Let $X = \left( {{X_1},…,{X_n}} \right) \sim \mathcal{N}\left( {{\mathbf{\mu }},{\mathbf{\Sigma }}} \right)$ be a Gaussian random vector and $I = \mathop {\arg \max }\limits_{i = 1,n} {X_i}$.
$I$ has probability mass function
$\mathbb{P}\left( {I = i} \right) = \mathbb{P}\left( {{X_i} = \mathop {\max {X_j}}\limits_{j = 1,n} } \right) = \mathbb{P}\left( {{X_i} – \mathop {\max {X_j}}\limits_{j \ne i} > 0} \right)$
and mathematical expectation
$\mathbb{E}I = \sum\limits_{i = 1}^n {i\mathbb{P}\left( {I = i} \right)} $
Generally speaking, for large $n$ and arbitrary covariance matrix ${\mathbf{\Sigma }}$ , computing $\mathbb{E}I$ is very difficult because it requires the numerical evaluation of high-dimensional normal orthant integrals. So, apart from the IID and INID cases with a diagonal covariance matrix ${\mathbf{\Sigma }}$, banded covariance matrices and degenerate cases such as ${\mu _j} \gg {\mu _{i \ne j}}$ , under which conditions on ${\mathbf{\Sigma }}$ (e.g. correlation decay) can we get simple, easy-to-evaluate numerical approximations to $\mathbb{E}I$ (and $\mathbb{V}I$ as well)?
The covariance matrices ${\mathbf{\Sigma }}$ I'm interested in look like this:
Until now, I’ve not been able to find anything about this problem.
Related questions:
https://mathoverflow.net/questions/153039/maximal-component-of-a-multivariate-gaussian-distribution
Expectation of the softmax transform for Gaussian multivariate variables
Best Answer
You can use the law of large numbers to approximate your expectation pretty easily.
Edit: Analyticaly you can multiply a bunch of normal cdf evaluations together. For $i > 0$
\begin{align*} \mathbb{P}\left( {I = i} \right) &= \mathbb{P}\left( {{X_i} = \mathop {\max {X_j}}\limits_{j = 1,n} } \right) \\ &= \prod_{j \ne i} \mathbb{P}\left( {{X_i} > X_j } \right) \\ &= \prod_{j \ne i} \mathbb{P}\left( Y_j \le 0 \right) \end{align*}
where $Y_j \sim \text{Normal}(\mu_j - \mu_i, \Sigma_j + \Sigma_i)$.
If we code $i=0$ as the event that no data point is clearly a maximum, then $\mathbb{P}\left( I = 0 \right) = 1 - \sum_{k=1}^n \mathbb{P}\left( I = k \right)$

=======

» **Exercise brief**
List the cases that the Gaussian argmax discussion above explicitly excludes before asking under which conditions on the covariance matrix simple approximations to the expectation of I can be obtained.

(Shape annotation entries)
=======

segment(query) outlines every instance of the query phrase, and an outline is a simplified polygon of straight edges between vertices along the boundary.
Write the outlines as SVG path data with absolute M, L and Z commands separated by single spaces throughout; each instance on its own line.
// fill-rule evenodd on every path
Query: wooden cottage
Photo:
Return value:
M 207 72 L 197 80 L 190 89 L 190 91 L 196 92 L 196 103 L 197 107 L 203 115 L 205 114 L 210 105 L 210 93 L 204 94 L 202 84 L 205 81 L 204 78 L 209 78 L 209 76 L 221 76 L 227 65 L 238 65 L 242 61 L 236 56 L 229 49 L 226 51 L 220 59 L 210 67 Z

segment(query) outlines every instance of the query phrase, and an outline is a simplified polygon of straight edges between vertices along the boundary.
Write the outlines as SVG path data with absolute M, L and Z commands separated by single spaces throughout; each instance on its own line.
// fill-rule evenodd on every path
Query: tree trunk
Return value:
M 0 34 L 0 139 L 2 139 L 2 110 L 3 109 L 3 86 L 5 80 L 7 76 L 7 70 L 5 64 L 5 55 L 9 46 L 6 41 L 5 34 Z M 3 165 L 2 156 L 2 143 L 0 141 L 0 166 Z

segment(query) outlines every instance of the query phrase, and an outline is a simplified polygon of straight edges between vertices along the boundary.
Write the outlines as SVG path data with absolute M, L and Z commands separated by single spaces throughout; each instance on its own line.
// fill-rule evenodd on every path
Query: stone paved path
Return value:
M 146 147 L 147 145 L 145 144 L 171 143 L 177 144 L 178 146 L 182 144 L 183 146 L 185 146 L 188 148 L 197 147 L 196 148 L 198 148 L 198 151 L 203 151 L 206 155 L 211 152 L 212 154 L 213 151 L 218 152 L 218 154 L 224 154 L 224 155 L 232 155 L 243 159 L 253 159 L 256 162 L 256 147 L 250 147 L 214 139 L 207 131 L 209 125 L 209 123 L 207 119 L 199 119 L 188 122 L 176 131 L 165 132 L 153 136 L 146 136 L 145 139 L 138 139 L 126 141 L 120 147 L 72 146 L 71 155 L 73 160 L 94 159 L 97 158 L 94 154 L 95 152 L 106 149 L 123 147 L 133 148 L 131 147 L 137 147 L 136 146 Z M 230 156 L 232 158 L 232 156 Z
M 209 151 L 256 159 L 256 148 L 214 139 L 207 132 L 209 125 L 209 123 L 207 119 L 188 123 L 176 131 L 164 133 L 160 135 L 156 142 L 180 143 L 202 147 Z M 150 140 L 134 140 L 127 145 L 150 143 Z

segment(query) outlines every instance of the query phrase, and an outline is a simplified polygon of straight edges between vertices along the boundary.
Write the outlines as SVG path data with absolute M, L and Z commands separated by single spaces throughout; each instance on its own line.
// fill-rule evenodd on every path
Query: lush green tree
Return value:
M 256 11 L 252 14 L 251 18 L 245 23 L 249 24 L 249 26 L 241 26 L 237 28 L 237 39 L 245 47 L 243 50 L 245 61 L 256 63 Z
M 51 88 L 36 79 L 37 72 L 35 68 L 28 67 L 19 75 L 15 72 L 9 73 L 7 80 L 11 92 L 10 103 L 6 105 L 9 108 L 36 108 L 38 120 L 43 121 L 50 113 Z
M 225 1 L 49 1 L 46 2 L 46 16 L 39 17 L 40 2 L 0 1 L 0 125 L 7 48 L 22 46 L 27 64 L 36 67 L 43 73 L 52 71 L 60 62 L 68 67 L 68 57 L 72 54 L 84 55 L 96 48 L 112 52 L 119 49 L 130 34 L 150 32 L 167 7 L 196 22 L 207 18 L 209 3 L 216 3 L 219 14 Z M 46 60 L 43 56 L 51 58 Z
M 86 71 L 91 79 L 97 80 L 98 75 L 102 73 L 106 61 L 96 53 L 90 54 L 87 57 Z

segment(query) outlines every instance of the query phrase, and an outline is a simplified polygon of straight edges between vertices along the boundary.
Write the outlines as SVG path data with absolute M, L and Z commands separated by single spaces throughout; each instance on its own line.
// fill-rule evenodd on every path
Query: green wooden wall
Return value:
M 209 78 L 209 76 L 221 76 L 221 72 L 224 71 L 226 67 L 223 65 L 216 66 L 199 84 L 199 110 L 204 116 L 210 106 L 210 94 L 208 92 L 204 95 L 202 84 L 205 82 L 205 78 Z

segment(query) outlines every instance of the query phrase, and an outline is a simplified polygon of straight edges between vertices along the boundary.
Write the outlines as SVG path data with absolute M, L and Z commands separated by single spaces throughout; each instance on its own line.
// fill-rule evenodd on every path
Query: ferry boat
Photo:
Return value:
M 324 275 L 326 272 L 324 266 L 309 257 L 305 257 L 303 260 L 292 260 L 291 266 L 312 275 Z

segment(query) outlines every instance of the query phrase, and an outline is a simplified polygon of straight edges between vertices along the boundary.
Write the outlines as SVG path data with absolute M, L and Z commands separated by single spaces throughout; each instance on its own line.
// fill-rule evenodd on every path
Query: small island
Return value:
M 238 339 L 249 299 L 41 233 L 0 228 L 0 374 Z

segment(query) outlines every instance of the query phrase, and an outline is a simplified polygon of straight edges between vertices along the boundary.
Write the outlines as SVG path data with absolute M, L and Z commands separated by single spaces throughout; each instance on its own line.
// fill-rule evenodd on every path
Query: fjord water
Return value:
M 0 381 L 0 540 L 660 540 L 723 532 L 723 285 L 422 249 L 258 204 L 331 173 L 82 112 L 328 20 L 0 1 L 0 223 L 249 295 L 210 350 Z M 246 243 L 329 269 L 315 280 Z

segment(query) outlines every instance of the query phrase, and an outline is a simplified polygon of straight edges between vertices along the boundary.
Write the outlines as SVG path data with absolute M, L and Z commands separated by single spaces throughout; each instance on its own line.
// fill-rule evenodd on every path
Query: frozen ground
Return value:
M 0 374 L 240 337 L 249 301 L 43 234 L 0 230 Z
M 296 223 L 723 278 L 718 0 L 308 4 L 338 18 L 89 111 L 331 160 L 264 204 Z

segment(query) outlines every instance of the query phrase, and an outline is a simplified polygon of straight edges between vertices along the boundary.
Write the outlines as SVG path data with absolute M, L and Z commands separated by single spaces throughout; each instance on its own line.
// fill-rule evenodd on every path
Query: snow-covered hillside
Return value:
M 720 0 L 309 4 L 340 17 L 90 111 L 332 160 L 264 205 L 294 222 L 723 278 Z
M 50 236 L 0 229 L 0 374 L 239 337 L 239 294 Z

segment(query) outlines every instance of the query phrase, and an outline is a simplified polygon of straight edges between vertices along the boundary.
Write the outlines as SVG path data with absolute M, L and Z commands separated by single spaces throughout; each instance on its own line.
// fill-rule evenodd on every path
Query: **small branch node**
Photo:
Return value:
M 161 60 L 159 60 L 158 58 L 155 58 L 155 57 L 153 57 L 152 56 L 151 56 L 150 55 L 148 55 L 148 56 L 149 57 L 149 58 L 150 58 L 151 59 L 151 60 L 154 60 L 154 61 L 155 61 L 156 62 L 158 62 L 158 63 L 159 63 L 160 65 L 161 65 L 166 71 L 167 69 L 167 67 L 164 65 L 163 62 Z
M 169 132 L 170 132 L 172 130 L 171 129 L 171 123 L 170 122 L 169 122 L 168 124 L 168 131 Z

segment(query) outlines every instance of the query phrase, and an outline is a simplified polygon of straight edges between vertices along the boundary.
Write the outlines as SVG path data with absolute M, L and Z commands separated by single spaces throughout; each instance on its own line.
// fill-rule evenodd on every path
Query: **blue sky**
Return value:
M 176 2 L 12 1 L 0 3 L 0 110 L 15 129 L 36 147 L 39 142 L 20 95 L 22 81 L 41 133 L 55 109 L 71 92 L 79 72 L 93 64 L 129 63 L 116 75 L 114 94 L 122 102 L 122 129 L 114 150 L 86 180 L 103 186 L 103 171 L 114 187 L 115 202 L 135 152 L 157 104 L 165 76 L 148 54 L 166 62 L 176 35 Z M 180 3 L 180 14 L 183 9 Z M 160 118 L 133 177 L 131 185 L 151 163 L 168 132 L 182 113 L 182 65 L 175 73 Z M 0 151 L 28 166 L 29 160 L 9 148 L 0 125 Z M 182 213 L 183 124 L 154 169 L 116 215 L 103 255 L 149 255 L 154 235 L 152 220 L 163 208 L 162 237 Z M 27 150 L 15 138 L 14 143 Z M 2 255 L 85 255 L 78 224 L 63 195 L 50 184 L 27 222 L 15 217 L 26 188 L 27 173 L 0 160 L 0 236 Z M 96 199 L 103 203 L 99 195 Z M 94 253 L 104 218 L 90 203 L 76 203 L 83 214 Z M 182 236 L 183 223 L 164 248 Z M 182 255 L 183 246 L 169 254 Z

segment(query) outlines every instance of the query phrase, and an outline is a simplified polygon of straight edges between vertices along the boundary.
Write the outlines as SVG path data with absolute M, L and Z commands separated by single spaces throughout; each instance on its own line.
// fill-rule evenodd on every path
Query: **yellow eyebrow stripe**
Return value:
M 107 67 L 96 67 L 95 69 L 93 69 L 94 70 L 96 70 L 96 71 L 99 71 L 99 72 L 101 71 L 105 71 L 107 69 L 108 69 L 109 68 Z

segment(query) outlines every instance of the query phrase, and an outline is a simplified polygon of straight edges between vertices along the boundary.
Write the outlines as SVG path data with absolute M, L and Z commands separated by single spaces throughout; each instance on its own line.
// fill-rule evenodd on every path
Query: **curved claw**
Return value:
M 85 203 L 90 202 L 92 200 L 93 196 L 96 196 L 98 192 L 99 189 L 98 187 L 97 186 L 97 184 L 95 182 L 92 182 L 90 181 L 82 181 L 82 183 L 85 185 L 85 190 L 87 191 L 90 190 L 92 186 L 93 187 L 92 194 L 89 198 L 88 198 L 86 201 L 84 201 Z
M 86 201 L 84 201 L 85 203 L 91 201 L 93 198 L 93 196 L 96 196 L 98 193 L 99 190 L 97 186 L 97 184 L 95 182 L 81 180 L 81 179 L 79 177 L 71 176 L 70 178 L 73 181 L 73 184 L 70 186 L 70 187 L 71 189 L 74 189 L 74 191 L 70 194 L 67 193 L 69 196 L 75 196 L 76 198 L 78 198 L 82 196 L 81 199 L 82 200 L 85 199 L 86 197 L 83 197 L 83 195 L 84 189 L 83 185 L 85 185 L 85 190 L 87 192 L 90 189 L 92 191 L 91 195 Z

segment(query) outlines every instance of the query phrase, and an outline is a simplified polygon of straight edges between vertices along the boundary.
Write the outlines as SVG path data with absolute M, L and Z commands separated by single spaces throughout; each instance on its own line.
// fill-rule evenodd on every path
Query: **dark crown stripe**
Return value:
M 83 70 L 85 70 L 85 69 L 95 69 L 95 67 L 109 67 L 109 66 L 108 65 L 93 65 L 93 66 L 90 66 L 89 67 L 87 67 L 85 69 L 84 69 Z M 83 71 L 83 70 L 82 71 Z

=======

» **Result below**
- The IID case with a diagonal covariance matrix Σ
- The INID case with a diagonal covariance matrix Σ
- Banded covariance matrices
- Degenerate cases such as μ_j ≫ μ_{i≠j}